## Given data
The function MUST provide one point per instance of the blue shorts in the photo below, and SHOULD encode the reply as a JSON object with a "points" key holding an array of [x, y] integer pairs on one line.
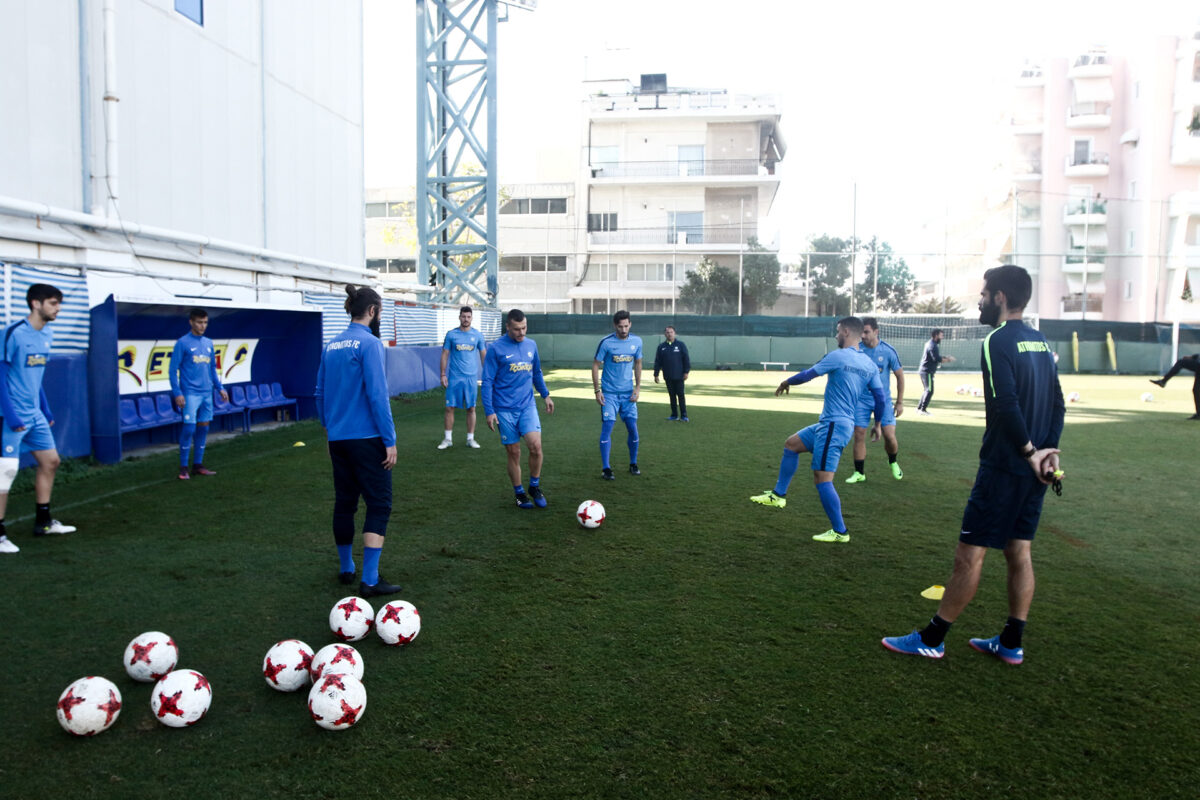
{"points": [[1002, 506], [825, 440], [863, 414], [197, 408], [618, 405], [35, 437], [461, 392], [517, 422]]}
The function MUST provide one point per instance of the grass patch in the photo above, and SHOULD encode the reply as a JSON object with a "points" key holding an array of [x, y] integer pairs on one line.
{"points": [[696, 645]]}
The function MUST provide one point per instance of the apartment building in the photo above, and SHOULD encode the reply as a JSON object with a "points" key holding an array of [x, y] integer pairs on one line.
{"points": [[1103, 203]]}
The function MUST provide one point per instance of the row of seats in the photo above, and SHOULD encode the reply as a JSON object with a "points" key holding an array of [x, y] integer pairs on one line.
{"points": [[155, 410]]}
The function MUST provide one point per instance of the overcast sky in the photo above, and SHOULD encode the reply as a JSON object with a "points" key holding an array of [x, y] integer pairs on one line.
{"points": [[899, 98]]}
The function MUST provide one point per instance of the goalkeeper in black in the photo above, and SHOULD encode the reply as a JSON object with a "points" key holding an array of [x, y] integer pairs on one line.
{"points": [[1018, 459]]}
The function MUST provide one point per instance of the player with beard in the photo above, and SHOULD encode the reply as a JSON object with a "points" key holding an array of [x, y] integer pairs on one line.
{"points": [[1018, 459], [352, 402]]}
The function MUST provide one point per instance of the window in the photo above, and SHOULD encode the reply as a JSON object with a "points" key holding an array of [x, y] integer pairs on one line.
{"points": [[601, 222], [191, 8]]}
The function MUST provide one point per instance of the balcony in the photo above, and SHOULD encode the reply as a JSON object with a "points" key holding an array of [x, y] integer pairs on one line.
{"points": [[1089, 116], [1085, 212], [1091, 65], [672, 169], [1093, 164]]}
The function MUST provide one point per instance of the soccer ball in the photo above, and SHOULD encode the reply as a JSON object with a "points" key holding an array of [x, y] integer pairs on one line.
{"points": [[287, 663], [89, 705], [336, 657], [351, 619], [337, 701], [397, 623], [181, 698], [589, 513], [150, 656]]}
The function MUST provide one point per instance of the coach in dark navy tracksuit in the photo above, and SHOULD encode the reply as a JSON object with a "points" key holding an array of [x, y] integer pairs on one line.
{"points": [[671, 359]]}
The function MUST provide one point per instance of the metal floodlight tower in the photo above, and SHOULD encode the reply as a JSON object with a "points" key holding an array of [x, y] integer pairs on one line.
{"points": [[456, 202]]}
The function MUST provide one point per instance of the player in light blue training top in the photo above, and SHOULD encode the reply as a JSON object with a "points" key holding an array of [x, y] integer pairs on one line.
{"points": [[462, 354], [193, 376], [27, 413], [511, 371], [850, 373], [619, 355], [887, 360]]}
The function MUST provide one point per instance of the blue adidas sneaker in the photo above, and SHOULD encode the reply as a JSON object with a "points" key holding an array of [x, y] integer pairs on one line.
{"points": [[1008, 655], [912, 645]]}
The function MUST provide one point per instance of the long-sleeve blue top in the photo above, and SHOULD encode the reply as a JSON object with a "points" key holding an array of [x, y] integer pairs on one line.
{"points": [[352, 388], [511, 371], [193, 366], [1021, 396]]}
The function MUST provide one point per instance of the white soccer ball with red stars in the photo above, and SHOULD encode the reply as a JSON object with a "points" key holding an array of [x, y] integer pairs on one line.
{"points": [[397, 623], [351, 619], [589, 513], [89, 705], [336, 657], [287, 663], [181, 698], [337, 701]]}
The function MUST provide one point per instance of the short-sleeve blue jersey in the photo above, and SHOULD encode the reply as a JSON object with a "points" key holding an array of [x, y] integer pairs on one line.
{"points": [[849, 374], [463, 347], [883, 356], [193, 366], [352, 388], [511, 371], [27, 352], [618, 358]]}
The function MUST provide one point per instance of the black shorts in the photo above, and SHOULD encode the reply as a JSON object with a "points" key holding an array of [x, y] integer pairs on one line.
{"points": [[1002, 506]]}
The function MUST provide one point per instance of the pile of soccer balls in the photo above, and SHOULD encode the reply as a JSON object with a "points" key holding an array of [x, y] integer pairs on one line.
{"points": [[181, 697], [337, 698]]}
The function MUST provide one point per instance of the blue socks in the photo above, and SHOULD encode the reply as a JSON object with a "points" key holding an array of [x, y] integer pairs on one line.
{"points": [[606, 441], [202, 435], [371, 565], [346, 558], [185, 443], [832, 504], [787, 465]]}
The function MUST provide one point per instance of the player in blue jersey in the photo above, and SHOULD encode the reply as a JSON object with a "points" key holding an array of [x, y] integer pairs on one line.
{"points": [[27, 413], [462, 355], [511, 372], [885, 356], [619, 355], [193, 376], [1018, 459], [850, 373], [352, 402]]}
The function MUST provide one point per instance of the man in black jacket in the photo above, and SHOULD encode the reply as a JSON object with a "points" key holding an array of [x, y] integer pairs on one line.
{"points": [[671, 359]]}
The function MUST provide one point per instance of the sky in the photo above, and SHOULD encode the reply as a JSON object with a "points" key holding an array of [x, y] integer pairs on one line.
{"points": [[895, 103]]}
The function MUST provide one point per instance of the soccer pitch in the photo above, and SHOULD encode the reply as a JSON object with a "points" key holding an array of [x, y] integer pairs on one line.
{"points": [[695, 647]]}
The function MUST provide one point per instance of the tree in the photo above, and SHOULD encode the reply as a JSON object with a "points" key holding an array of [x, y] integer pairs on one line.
{"points": [[760, 277], [893, 293], [828, 274], [934, 306], [711, 289]]}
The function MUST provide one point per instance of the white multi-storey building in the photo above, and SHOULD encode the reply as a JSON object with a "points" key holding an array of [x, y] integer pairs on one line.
{"points": [[199, 149], [1105, 175]]}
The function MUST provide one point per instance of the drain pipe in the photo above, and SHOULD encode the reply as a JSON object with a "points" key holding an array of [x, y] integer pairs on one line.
{"points": [[111, 101]]}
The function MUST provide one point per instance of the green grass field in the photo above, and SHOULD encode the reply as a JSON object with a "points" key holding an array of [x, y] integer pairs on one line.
{"points": [[694, 647]]}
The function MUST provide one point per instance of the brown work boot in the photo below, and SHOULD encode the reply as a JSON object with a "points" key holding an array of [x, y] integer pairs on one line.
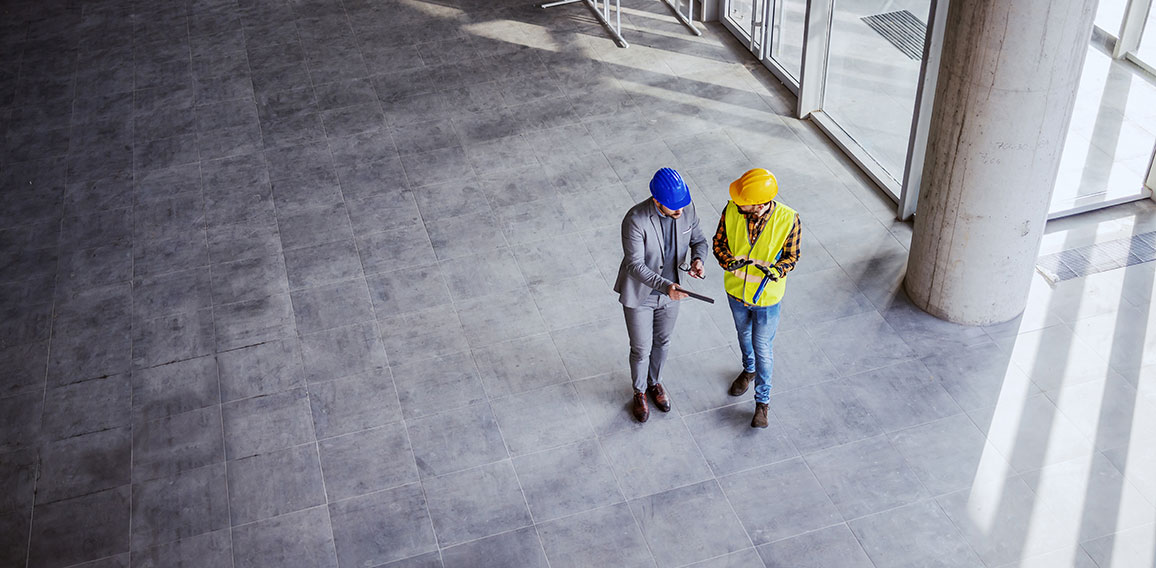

## Description of the task
Without the pictures, return each entry exactly as given.

## Answer below
The function MUST provide one point per instance of the blue shorts in the photo below, and SHOULD encode the reply as a JSON object with a "points" key holding an array of [x, y] integer pairs on one line.
{"points": [[1002, 506], [825, 440], [863, 414], [197, 408], [618, 405], [35, 437], [461, 392], [517, 422]]}
The function MUST provide one point per instance of the grass patch in the photo above, and SHOULD encode the reply as a JSON object with a "points" key holding an array of [x, y] integer pairs on one line.
{"points": [[696, 645]]}
The function MUST provide one point per instance of the apartment building in the photo above, and SHOULD encode the reply as a JSON object with a "points" key holding an array of [x, y] integer pairs on one line.
{"points": [[1103, 203]]}
The function MUST provide one point per instance of the row of seats in the photo above, and SHOULD encode the reply as a JSON object with a "points" key holding an array of [x, y] integer pairs on one line.
{"points": [[155, 410]]}
The function MUST provide one point per instance of the overcast sky in the photo above, and SHOULD encode the reply as a JSON object with a "points" key holding an array of [x, y] integer pairs on one line.
{"points": [[899, 98]]}
The function MUST provide one point per instance of the goalkeeper in black in the photo above, and SHOULD encode the reply as a JSON object with a "points" key holding an array of [x, y] integer pairs on one line.
{"points": [[1018, 459]]}
The function MUST provide one point per instance of the player with beard in the photo above, and SHOULD encode the reply as a JSON object with a "points" key holding an array of [x, y] integer pairs on one line.
{"points": [[1018, 459], [352, 402]]}
The function MUST provide one point per instance of the window in the photo above, and SHOULD encode the reply as a JSON object with a "points" key holding an array of [x, y] integer pairs on one line.
{"points": [[601, 222], [191, 8]]}
The function MUST provide one point per instance of the balcony in the photo above, and SHOULD encode the reply as a JSON object with a "points" key holding an array of [x, y] integer pairs on one line.
{"points": [[1089, 116], [1085, 212], [1091, 65], [672, 169], [1093, 164]]}
The function MUST provide one point per instance of the soccer ball in the photo above, and SHOULD encode the reply as a JSON object with a "points" key holding an array of [x, y] integer pairs on one line.
{"points": [[287, 663], [89, 705], [336, 657], [351, 619], [337, 701], [397, 623], [181, 698], [589, 513], [150, 656]]}
The function MUST provide one point per instance of the coach in dark navy tracksuit in the photo above, and SHOULD encode the reply as a JSON object with a "points" key holding an array of [x, y] integer pairs on one line.
{"points": [[671, 359]]}
The function MUST provide one point per instance of the metal floodlight tower in the photo above, and SHOULD encode the reply as a JSON object with a "points" key holding an array of [x, y] integer pairs on one line.
{"points": [[456, 202]]}
The function MUST provide one point per instance of the player in light blue training top in the photo above, and SHOULD encode the reply as a JSON object with a "points" key holding an array of [x, y] integer pairs on one line.
{"points": [[462, 354], [193, 376], [27, 413], [511, 371], [850, 373], [619, 355], [887, 360]]}
The function MUST provide one point per instance of the blue adidas sneaker in the photo above, and SHOULD encode the reply as a JSON object with a "points" key holding an array of [x, y] integer pairs on one line.
{"points": [[1008, 655], [912, 645]]}
The function MUST provide one point per instance of the long-sleeve blue top in the photo above, and SHOULD encode the reply as a JSON object with a "points" key holding an array of [x, y] integer pairs on one line.
{"points": [[352, 388], [511, 371], [193, 366], [1021, 396]]}
The function MUST provide one point per instance of the white soccer ball with red stars in the photo above, and SHOULD encode the reply as a JSON object with a "points" key holding an array of [x, y] integer pairs on one line.
{"points": [[397, 623], [351, 619], [589, 513], [89, 705], [336, 657], [287, 663], [181, 698], [337, 701]]}
The function MUST provide one point per instance of the short-sleeve blue jersey in the photo above, and SHOULD encode the reply as a JSON object with a "points" key holding an array of [x, y] integer pairs on one line.
{"points": [[849, 374], [463, 347], [883, 356], [193, 366], [352, 388], [511, 371], [27, 352], [618, 358]]}
The function MUST provide one point per instance of the black shorts in the photo above, and SHOULD encode the reply as a JSON object with a "points" key holding an array of [x, y] integer pairs on one line.
{"points": [[1002, 506]]}
The function MUST provide one point per instance of the pile of soccer balls in the photo above, and SHOULD encode the reply as a JSON object with a "points" key holding an array of [x, y] integer pairs on one line.
{"points": [[181, 697], [337, 698]]}
The function MUST provide one point per instance of the blue socks in the photo above, and SHOULD encode the reply as a JSON object with a "points" key holding an array of [x, y] integer pairs on one line.
{"points": [[606, 441], [202, 435], [371, 565], [346, 558], [185, 443], [832, 504], [787, 465]]}
The function MUST provide one point per instance of the player in blue jersey in the photo above, and SHOULD encode the reply as a JSON object with a "points" key holding an array of [x, y] integer pairs on one line.
{"points": [[27, 413], [462, 355], [511, 372], [885, 356], [619, 355], [193, 376], [1018, 459], [850, 373], [352, 402]]}
The function MUST provide one point per instance of the man in black jacket in the photo above, and SHOULD encode the reply as a JSON object with a "points" key holding an array of [x, y] integer pairs on one line.
{"points": [[671, 359]]}
The function MUST provide one point per instance of the sky in the photo above, and SHOULD encode the reply as a JSON object with a "points" key holding an array of [x, y] integer pairs on one line.
{"points": [[895, 103]]}
The function MUST provide one point per instance of the soccer pitch in the photo above, and SHOULD encode the reply as a JSON object with a "points" key holding an array of [x, y] integer pairs on one line.
{"points": [[695, 647]]}
The function MUST provide one point per instance of the tree in the photo above, and SHOULD encode the reply as a JSON object with a "points" key holding an array of [x, y] integer pairs on one line.
{"points": [[760, 277], [893, 293], [828, 274], [934, 306], [711, 289]]}
The function MUST provide one point per instance of the white multi-storey building in the photo above, and SHOULD encode the reply as a JSON object with a "points" key holding an array of [x, y] integer pairs on one line.
{"points": [[199, 149], [1105, 175]]}
The function MUST provide one point per instance of the drain pipe in the photo above, and SHOULD encode the reply as a JSON object with a "points" key holding an array of [x, y] integer pairs on one line.
{"points": [[111, 101]]}
The function MUST provide one point per instance of the green grass field in the photo above, and SHOULD encode the reply as a JSON object with a "points" key holding an array of [x, y] integer pairs on one line.
{"points": [[694, 647]]}
The function MUST provide one point per instance of the brown work boot in the photo below, and SHOULD encode the reply as a JSON object with a "points" key holding an array of [x, y] integer pairs on one line.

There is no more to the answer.